TEXT SECTION:

***

Jerichow, who is Jewish, went on to compare circumcision’s opponents to anti-Semites and to suggest that circumcision for Jews corresponded to baptism for Christians. “Society would be wise to accept that both practices are outside the domain of the state, not a legal question but the responsibility of the parents,” Jerichow wrote.

Politiken is viewed as Denmark’s most intellectual daily newspaper. Such a defense of circumcision did not go down well in this staunchly secular country, where opponents routinely describe the practice as a barbaric or medieval form of genital mutilation.

“Goodbye liberalism, goodbye cultural radicalism, goodbye reason,” one typically irate commenter wrote under Jerichow’s article on Politiken’s website. “Holberg, Brandes and Kierkegaard have fought in vain.”

Several days later, Kjeld Koplev, a Jewish broadcaster who converted to Catholicism, published an article in Politiken calling circumcision “pure torture.” Koplev said he had been psychologically traumatized by his own circumcision and that the practice was “a violation of the Jewish man’s sex life” and a violation of the U.N. Convention on the Rights of the Child.

Denmark is home to about 300,000 Muslims and about 5,000 Jews. Despite the uproar, and what he saw as mounting opposition to circumcision in Northern Europe, Lexner said he doubted the ritual would be outlawed anytime soon, because it would be perceived as contravening “religious freedom.”

Politiken’s executive editor-in-chief, Bo Lidegaard, agreed. Only backbench Members of Parliament had spoken out against circumcision, he noted, while “most of the decisive politicians kept a very low profile” during the debate.

***

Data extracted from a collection
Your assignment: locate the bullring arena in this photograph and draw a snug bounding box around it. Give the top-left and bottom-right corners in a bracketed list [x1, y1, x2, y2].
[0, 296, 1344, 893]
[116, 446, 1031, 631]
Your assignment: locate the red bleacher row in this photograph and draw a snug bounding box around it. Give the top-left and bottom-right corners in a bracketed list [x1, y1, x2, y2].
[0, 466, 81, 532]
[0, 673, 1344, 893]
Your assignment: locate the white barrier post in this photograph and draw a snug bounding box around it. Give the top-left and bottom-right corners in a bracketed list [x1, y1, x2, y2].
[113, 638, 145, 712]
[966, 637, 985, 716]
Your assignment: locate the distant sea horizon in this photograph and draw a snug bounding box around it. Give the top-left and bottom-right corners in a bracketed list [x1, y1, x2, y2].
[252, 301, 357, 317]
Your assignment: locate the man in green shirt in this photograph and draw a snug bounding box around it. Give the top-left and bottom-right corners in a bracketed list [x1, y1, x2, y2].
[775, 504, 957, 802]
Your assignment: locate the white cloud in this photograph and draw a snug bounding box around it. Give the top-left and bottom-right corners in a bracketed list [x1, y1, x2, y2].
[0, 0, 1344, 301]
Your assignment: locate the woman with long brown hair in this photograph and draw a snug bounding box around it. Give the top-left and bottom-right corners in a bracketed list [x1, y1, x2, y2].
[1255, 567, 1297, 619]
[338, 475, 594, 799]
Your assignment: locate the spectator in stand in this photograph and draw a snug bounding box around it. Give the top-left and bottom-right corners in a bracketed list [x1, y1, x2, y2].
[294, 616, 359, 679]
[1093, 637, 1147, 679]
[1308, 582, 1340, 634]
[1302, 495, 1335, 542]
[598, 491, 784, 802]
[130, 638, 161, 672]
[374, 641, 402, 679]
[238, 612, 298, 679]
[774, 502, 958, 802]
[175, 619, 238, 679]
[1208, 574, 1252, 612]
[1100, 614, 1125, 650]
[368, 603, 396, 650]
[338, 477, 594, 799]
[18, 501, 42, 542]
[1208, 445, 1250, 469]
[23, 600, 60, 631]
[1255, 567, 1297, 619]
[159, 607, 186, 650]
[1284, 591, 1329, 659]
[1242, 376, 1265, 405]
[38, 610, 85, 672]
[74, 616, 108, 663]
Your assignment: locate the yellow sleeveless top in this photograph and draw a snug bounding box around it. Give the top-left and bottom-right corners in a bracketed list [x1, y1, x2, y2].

***

WORK INSTRUCTIONS: Continue the text about the Danish circumcision debate from the point where it stops.

OUTPUT OF THE TASK:
Lidegaard added that for secular Danes, circumcision presented a classic dilemma between two competing liberal freedoms: parents’ right to exercise their religious freedom, and the right of children “not to be dragged into their parents’ religion in a way they cannot reverse.”

Whether circumcision causes physical harm also remains up for debate. After Frisch’s study was published in the International Journal of Epidemiology, three specialists wrote to the publishers, pointing out that the study drew conclusions from a very small pool.

They noted that Frisch looked at just 2,093 men. Of the 203 participants who were circumcised, 85% had the procedure as adults. This suggests that many had been treated for an outstanding “foreskin pathology,” the specialists said.

Lidegaard said that as long as there is no evidence that male circumcision is harmful, its opponents will always have a hard time banning the practice in Denmark.

But he added, “Clearly, if you could establish in an authoritative way that this does harm, that there is a medical argument that can be well established, that will change the situation.”